Rewrite the records below, replacing "factory line" with "assembly line" everywhere it appears and leaving everything else unchanged.

━━ Dataset excerpts ━━

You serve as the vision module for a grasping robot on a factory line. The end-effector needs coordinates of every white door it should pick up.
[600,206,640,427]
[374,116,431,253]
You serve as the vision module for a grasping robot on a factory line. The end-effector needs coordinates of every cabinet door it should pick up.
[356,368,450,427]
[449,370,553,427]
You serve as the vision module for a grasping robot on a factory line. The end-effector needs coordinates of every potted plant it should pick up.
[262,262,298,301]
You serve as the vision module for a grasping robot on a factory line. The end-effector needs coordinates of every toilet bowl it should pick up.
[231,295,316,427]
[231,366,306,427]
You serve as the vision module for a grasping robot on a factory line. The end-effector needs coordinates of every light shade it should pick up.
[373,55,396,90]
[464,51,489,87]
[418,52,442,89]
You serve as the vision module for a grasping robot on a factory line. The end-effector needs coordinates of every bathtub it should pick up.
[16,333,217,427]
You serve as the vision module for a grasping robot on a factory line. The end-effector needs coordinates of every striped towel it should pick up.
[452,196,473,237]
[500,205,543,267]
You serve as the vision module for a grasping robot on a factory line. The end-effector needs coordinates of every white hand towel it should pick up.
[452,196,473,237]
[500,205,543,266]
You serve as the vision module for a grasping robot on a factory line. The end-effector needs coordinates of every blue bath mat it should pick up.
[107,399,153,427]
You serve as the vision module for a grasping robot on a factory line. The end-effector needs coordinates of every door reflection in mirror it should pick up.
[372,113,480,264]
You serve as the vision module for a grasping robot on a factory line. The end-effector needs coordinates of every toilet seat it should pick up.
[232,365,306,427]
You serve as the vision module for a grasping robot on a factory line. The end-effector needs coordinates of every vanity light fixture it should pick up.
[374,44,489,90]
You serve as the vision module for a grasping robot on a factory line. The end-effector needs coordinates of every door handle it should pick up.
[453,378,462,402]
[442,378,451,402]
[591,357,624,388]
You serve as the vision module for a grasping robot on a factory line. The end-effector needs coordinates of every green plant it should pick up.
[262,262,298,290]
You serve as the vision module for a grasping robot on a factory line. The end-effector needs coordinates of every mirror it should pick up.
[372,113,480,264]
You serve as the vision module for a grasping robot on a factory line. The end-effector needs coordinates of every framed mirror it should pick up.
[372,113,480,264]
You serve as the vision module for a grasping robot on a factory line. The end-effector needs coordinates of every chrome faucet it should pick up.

━━━

■ **Reply**
You serve as the vision module for a grasping robot on a assembly line. The end-effector needs coordinates of every white door it should pick up.
[600,206,640,427]
[374,116,431,253]
You serve as the vision module for a grasping robot on a assembly line. The end-effector needs coordinates of every cabinet door it should pick up.
[356,368,450,427]
[449,370,553,427]
You serve as the vision module for a grasping robot on a assembly line. The end-effector needs coordinates of every potted plant it should pick up.
[262,262,298,301]
You serve as the vision module for a grasping robot on a assembly line. The end-effector needs coordinates of every toilet bowl it should pick up.
[231,295,316,427]
[231,366,306,427]
You serve as the vision module for a grasping robot on a assembly line. The end-effector needs coordinates of every light shade it should pick up.
[373,55,396,90]
[464,51,489,87]
[418,52,442,89]
You serve as the vision module for a grasping robot on a assembly line. The end-effector needs coordinates of every bathtub it should pick up.
[16,333,217,427]
You serve as the vision module for a grasping robot on a assembly line. The end-effector needs coordinates of every striped towel it should pick up.
[452,196,473,237]
[500,205,543,267]
You serve as the vision module for a grasping robot on a assembly line. The end-effector needs coordinates of every white hand towel it should pick up.
[452,196,473,237]
[500,205,543,266]
You serve as the vision module for a grasping robot on a assembly line. The end-effector needs coordinates of every blue bath mat it should pick up.
[107,399,153,427]
You serve as the vision module for a grasping robot on a assembly line. The end-effector needs coordinates of every door reflection in mirror it should pick up.
[372,113,480,264]
You serve as the vision module for a grasping robot on a assembly line. The end-effector needs coordinates of every toilet seat it should pick up.
[232,365,306,427]
You serve as the vision module for a grasping robot on a assembly line. The end-effector needs coordinates of every vanity light fixture it should pick up.
[374,44,489,90]
You serve as the vision module for a grasping robot on a assembly line. The end-effector needs coordinates of every door handle it should pick up.
[453,378,462,402]
[442,378,451,402]
[591,357,624,388]
You serve as the vision module for a grasping robot on a assembly line. The end-effector needs coordinates of every green plant it should pick up.
[262,262,298,290]
You serve as the vision module for a grasping robot on a assembly line. The end-effector needs coordinates of every mirror it should pick up.
[372,113,480,264]
You serve as the vision module for a grasping robot on a assembly line. The end-effector needs coordinates of every framed mirror it should pick up.
[372,113,480,264]
You serve as the vision module for a grasping robot on a assembly line. The end-effector needs coordinates of every chrome faucet it should pick up.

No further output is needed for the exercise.